## [EXERCISE SET]
1. According to the game review, why has the reviewer not tried either of the solitaire versions?
2. In the game review, rewrite the stretch from "Hitler’s Reich allows" through "or nothing situation.", swapping "grand strategy" for "overall strategy".
3. When does play begin in the game the review describes?

## [EXTRACTED TEXT]
After having played about ten games of Hitler’s Reich, I still find it difficult to really categorize this game into a particular niche. I cannot state if it’s a card driven game, for it is a game which has lots of cards to it; but does not fall into the tradition of most CDG’s. I can state that it is a game where many dice are thrown, for it is, in fact, the game during which I have thrown the most dice in my life (and that is saying something!).
Hitler’s Reich is primarily an enjoyable and exciting game for two players: an Axis player who controls Germany and Italy, although the latter is of secondary importance, and the other player who controls the Western Allies (USA and the British Empire) and the Soviets. There are rules and two versions to play it solitaire, which many seem to have great fun with, but being a social person type gamer, I have not played it this way.
The game starts during the Spring of 1941 with Germany at the zenith of its power. The Axis player must decide whether to attack the USSR by means of “Operation Barbarossa, “a powerful attack, enhanced by a “Big Push” in the terminology of the game; or if he attacks first in the Balkans; sets out to conquer Egypt and the Middle East; or move against the stubborn British in their island redoubt.
Hitler’s Reich allows exploring different grand strategy alternatives for both players; in the Axis case, that player can delay or ignore Barbarossa, employ additional submarine and V-rocket warfare to weaken the Allies ability to resist, take the offensive in the Mediterranean and Middle East….; or in the Allied case, hold the Axis at bay to pave the way for an anticipated landing in northern Europe supported by a Soviet east front offensive.
With this game a player can maximize strategic and economic war over the military… For me, the strategic warfare is in general excellently simulated; however, the fighting (occupation of a territory and placement of a control marker) has what is to me an excessively random mechanism (see the ROLLING DICE PROBABILITY section at the end of this article which overly penalizes the loser in that conflict in this game is an all or nothing situation.
A positive aspect of the Hitler’s Reich game is that once you open the box, put out the cards, place the markers and start to play, the end of the game (at the end of 1945 at most) could have you spend only two hours, perhaps two and a half hours to three hours maximum in some games we experienced. This is a game where the deck of Conflict cards disappears quickly in a “tit for tat” manner with very fast and intense turns.
Players experience great tension on what decision to take (strategic warfare or combat for areas on the map) which supports a previous decision (which Conflict card to place face down and any additional support Event cards used in a Conflict), or how to solve the challenge you just made to the other player!

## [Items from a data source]
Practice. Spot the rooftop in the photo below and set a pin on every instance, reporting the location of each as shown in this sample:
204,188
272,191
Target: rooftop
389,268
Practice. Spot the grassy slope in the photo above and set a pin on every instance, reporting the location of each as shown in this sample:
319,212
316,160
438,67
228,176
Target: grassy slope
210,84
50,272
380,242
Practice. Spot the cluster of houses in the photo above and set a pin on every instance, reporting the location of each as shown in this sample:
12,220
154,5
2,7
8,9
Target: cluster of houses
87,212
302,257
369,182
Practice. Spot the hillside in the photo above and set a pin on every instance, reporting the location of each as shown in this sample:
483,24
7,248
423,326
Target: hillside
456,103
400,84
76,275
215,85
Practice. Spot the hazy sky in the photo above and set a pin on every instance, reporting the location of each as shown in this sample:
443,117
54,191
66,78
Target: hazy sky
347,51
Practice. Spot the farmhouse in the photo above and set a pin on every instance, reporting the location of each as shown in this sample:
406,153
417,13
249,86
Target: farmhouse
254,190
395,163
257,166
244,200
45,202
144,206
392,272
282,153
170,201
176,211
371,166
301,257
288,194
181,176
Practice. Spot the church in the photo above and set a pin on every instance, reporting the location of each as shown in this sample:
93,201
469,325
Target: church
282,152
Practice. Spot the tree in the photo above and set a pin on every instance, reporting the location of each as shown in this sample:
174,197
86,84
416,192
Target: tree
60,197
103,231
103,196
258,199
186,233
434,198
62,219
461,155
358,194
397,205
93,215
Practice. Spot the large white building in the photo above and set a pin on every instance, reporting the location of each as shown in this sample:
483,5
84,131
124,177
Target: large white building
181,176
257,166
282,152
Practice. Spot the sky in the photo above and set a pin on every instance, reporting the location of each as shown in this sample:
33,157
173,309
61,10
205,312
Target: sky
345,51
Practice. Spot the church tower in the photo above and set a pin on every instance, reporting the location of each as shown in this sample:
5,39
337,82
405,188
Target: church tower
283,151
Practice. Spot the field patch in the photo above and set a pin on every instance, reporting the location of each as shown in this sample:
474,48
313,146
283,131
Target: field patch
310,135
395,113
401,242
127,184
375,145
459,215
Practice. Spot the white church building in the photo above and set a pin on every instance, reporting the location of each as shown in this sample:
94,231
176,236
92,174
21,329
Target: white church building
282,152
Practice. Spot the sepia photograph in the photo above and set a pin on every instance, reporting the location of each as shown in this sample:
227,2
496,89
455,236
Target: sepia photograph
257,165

## [OUTPUTS FOR THE TASKS]
1. The reviewer describes themselves as a social type of gamer, so they have only played it with another player and have not played it solitaire.

2.
Hitler’s Reich allows exploring different overall strategy alternatives for both players; in the Axis case, that player can delay or ignore Barbarossa, employ additional submarine and V-rocket warfare to weaken the Allies ability to resist, take the offensive in the Mediterranean and Middle East….; or in the Allied case, hold the Axis at bay to pave the way for an anticipated landing in northern Europe supported by a Soviet east front offensive.
With this game a player can maximize strategic and economic war over the military… For me, the strategic warfare is in general excellently simulated; however, the fighting (occupation of a territory and placement of a control marker) has what is to me an excessively random mechanism (see the ROLLING DICE PROBABILITY section at the end of this article which overly penalizes the loser in that conflict in this game is an all or nothing situation.

3. The game starts during the Spring of 1941.